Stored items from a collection
-- begin --

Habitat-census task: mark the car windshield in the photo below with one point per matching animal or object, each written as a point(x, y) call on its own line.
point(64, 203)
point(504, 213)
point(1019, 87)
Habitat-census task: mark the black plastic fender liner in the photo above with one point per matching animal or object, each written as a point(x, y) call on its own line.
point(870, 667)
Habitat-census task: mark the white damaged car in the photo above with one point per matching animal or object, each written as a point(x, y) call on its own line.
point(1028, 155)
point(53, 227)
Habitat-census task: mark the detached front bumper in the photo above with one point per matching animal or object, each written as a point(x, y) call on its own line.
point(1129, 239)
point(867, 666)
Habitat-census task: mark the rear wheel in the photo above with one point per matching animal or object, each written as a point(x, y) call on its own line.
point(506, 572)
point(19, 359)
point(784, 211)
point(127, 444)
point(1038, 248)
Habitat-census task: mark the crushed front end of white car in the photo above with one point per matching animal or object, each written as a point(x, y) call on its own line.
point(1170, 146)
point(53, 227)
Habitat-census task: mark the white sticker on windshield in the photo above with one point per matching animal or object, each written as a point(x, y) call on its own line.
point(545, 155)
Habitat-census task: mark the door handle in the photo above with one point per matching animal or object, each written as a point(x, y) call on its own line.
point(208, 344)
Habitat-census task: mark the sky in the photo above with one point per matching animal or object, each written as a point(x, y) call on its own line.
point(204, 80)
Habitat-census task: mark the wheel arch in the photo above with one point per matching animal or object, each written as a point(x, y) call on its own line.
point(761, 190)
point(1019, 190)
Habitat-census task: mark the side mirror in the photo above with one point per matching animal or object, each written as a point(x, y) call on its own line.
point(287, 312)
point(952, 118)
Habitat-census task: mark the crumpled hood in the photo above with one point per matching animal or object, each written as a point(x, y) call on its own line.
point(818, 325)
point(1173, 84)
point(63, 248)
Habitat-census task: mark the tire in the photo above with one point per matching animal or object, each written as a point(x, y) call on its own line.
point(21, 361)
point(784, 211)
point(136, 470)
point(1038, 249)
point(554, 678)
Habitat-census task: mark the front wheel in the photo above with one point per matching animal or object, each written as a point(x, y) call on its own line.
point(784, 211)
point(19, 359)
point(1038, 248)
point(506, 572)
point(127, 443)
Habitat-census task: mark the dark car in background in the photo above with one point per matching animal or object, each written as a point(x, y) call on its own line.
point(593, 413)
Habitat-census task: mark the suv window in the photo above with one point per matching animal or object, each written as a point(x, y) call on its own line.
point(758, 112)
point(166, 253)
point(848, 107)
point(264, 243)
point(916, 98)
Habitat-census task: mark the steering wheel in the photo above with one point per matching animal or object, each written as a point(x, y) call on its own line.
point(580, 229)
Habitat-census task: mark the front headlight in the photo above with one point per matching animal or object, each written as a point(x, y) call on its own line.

-- end --

TASK BRIEF – Turn the stretch of entries from the line containing "Habitat-census task: mark the dark" through the last line into a JSON list of strings, with one string per line and blank lines left out.

OUTPUT OF THE TASK –
[
  "Habitat-census task: mark the dark car in background in the photo above with one point per matching animal or object, each written as a point(x, y) call on its own line.",
  "point(593, 413)",
  "Habitat-census task: mark the suv window in the photo above with one point per matching animal or object, each written as a point(x, y) call on its own line.",
  "point(758, 112)",
  "point(166, 253)",
  "point(848, 107)",
  "point(264, 243)",
  "point(916, 98)",
  "Habitat-census task: mark the steering wheel in the photo above with one point per matching animal or object, each written as a point(x, y) call on its own line.",
  "point(580, 229)",
  "Habitat-census task: mark the front headlight in the photo above with one point per matching animal or object, each written as a point(x, y) call on its own line."
]